• **Excerpt provided**
++++++++++

As cyberattacks on the transportation sector mount, so do the losses, which now run into the billions of dollars each year. With so much at stake, the industry is fighting back.
Ben Ames has spent 20 years as a journalist since starting out as a daily newspaper reporter in Pennsylvania in 1995. From 1999 forward, he has focused on business and technology reporting for a number of trade journals, beginning when he joined Design News and Modern Materials Handling magazines. Ames is author of the trail guide "Hiking Massachusetts" and is a graduate of the Columbia School of Journalism.
When it comes to the challenges facing the trucking industry, the standard litany goes something like this: driver turnover, diesel prices … and freight scams.
Freight scams have always been there, of course. Thieves will naturally flock to a sector that handles 80,000-pound loads of merchandise conveniently packed into 18-wheelers that are sometimes left alone in a freight yard for the weekend or parked overnight along a lonely stretch of highway.
But the problem is getting worse, experts say. That’s partly because of the rise of the internet, where thieves can use keystrokes—rather than brute force—to divert freight. It has also opened the door to hackers, who can exploit human error to gain access to sensitive information—information they can then use to cripple a company’s networks or hold its databases for ransom.
Another factor in the upsurge of cargo scams is the increasing technological sophistication of the trucking industry. A few years ago, freight brokers spent their days phoning or emailing contacts they found on loadboards to book truck space—a process that was slow, but secure. Today, nearly anyone can book trucking capacity instantly through a digital freight matching (DFM) platform or smartphone app. While that approach is faster and more efficient, it also leaves users more vulnerable to online scammers.
“The biggest threat to the trucking industry isn’t from roads traveled or soft markets, but from cyberspace,” Joe Ohr, chief operating officer for the National Motor Freight Traffic Association (NMFTA), said in a recent release. “With rapid tech adoption, vulnerabilities are growing,” he added, noting that today, one in four cybersecurity attacks target the transport and distribution industries. “It’s crucial for carriers, shippers, and 3PLs [third-party logistics service providers] to prioritize efficient and effective cybersecurity measures to mitigate these risks,” Ohr said.
According to the NMFTA, companies hit by recent cyberattacks include some of the biggest names in the business: Ward Transport & Logistics Corp., Bison Transport, Estes Express Lines, Forward Air Corp., Marten Transport, the Port of Los Angeles, and the Port of Seattle. The full list is almost certainly longer, but many victims do not disclose the breaches out of fear of damaging their reputations or inviting follow-on attempts.
BUILDING CYBERSHIELDS
With cyberattacks on the rise and billions of dollars at stake, the industry is fighting back.
For an example of that, you need look no further than the American Transportation Research Institute (ATRI), a nonprofit trucking industry research group. Noting that cargo theft is “a common and growing problem,” ATRI voted earlier this year to prioritize research on what it termed the “cargo theft crisis.” Theft has evolved from thieves simply stealing cargo to using sophisticated impersonation schemes, the group said, adding that FBI statistics indicate losses from cargo theft amount to $15 billion to $30 billion annually.

++++++++++

• **Recorded information**
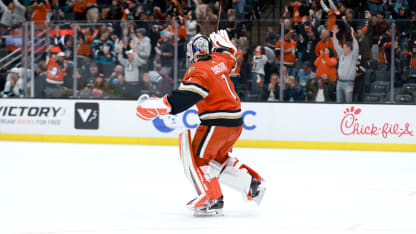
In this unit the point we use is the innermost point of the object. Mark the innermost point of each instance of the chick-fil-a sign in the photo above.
(351, 126)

++++++++++

• **Directions**
a - According to the article on cyberattacks in the trucking industry, what range of annual cargo theft losses do FBI statistics indicate?
b - Carry on the article about cyberattacks on the trucking industry, starting after its final sentence.

• **Outputs for the tasks**
a - $15 billion to $30 billion.

b -
But collecting data for the study won’t be easy. Many industry stakeholders are hesitant to publicly provide cargo theft data, the group said. To encourage participation, ATRI designed its survey with confidentiality in mind—even offering to sign a confidentiality agreement if needed. The aim of the study, which was launched in August, is to determine the scope of the cargo theft problem and to identify successful counterstrategies used by both motor carriers and freight brokers.
“Cargo theft is a pervasive issue that won’t go away without a collaborative effort,” Ben Banks, an ATRI member and vice president of Nashville, Tennessee-based truckload and logistics service provider TCW, said in a release. “With accurate cargo theft data, our industry will be able to quantify the issue and work more effectively with law enforcement and commercial insurance to combat this costly problem.”
As the threat grows, government agencies are doing their bit to protect industry players as well. For instance, the Federal Motor Carrier Safety Administration (FMCSA) recently issued an alert to truckers advising them of a phishing scam. In the notice, the FMCSA warned that hackers had been posing as FMCSA agents and sending spoofed emails to registered freight entities. These emails direct recipients to fill out forms asking for personally identifiable information, such as their social security or driver’s license number, or the carrier’s USDOT PIN, which could be used to gain access to its FMCSA account, according to the bulletin. It went on to note that the agency does not require such information on official FMCSA forms and that legitimate information requests would direct users to log into their FMCSA portal accounts.
HIGH-TECH WEAPONS FOR HIGH-TECH THREATS
Technology firms are also building up their cyberdefense arsenals, developing increasingly sophisticated tools to help their customers detect scams. Here are three examples:
Loadboard operator Truckstop in September introduced a “Risk Assessment System” to guard against increasingly dynamic and digitally driven freight fraud. “Fraud in the freight industry evolves daily at a breakneck pace,” Julia Laurin, chief product officer at Truckstop, said in a release. “We are launching the Risk Assessment System to give our customers and network participants another practical tool that breaks the tension of protecting their business … . The solution leverages real-time data from Truckstop’s ecosystem to provide a proprietary view of fraud and business risks, using innovative technology to detect emerging fraud signals.”
In October, freight-tracking technology provider Trucker Tools introduced its “Fraud Toolkit,” a suite of fraud identification features designed to help freight brokers protect their operations against increasingly sophisticated threats.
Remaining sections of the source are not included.